◆ WHAT THE TASK REQUIRES ◆
Report every line in the data below that contains the word "white".

◆ ENTRIES SHOWN ◆
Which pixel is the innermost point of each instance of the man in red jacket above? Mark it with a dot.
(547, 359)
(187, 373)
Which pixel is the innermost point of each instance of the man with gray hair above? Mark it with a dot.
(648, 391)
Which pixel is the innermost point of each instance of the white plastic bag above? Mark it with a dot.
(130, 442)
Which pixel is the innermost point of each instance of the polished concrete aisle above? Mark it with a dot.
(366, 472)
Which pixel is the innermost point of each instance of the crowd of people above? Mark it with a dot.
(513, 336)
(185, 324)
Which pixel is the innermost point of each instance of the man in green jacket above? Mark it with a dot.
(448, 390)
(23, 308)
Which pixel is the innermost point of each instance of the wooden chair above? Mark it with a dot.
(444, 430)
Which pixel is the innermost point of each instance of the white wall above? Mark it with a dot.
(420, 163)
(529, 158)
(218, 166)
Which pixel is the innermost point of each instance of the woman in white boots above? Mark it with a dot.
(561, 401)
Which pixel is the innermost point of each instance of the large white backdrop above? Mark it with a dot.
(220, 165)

---

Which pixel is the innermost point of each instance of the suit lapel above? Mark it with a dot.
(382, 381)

◆ SOLVED EXERCISE ◆
Which pixel is the innermost point of each instance of the white plastic bag above? Mark it with a dot.
Which pixel is the innermost point of each instance of the white wall above? Mark it with a dot.
Which pixel is the innermost point of each instance of the woman in white boots above? Mark it with a dot.
Which pixel is the innermost point of each instance of the large white backdrop above? Mark it with a dot.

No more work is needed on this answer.